_Set task_
Repeat exactly the lines of the listing from the line containing "Practice. Point out each instance of the air" through its last line, and nothing beyond them.

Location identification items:
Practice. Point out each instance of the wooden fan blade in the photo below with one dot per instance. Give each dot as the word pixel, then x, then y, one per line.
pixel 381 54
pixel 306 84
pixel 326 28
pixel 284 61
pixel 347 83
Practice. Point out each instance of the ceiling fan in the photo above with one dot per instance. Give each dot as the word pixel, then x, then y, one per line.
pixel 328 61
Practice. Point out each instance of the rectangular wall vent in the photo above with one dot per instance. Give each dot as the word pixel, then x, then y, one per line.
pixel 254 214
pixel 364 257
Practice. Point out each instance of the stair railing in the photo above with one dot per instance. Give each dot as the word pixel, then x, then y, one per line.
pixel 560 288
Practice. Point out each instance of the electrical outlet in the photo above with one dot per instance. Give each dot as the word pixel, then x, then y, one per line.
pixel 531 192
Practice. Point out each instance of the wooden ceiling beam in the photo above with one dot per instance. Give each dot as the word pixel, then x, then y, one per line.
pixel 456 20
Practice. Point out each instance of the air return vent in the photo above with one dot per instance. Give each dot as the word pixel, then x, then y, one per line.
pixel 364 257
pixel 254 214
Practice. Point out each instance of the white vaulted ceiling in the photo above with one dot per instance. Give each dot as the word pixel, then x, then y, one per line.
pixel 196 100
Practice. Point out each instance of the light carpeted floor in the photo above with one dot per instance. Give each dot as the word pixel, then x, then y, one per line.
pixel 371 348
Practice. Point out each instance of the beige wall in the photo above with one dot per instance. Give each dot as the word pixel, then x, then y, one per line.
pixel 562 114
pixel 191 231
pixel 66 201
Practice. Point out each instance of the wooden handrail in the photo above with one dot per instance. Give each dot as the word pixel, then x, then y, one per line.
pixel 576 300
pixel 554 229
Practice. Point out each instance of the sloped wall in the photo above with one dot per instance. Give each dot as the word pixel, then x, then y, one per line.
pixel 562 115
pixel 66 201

_Task output_
Practice. Point out each instance of the air return vent in the photo above with one dot per instance. Give each dot as the word pixel, then x, then y, one per line.
pixel 364 257
pixel 254 214
Practice. Point out each instance of the white vaulted ceiling in the photo above with one dot per instance. Give each dot as the word pixel, then x, then y, one per line.
pixel 196 100
Practice. Point out each instance of the light carpeted floor in the photo above with one dot per instance. Give each dot as the word pixel, then x, then y, one per line.
pixel 371 348
Practice. Point out each instance of the beige wall in the photo above with one dot per instance. Give each dot as the word pixel, then x, then y, one per line.
pixel 562 114
pixel 191 231
pixel 66 201
Practice. Point out each instance of the wooden handrail in the photo above with one dot per instance. Give each dot as the word pixel, then x, then y, one per line.
pixel 576 300
pixel 554 229
Practice. Point out each instance of the sloped wall in the photo above with one dot per instance. Give each dot as the word pixel, then x, then y, one per line.
pixel 562 115
pixel 66 201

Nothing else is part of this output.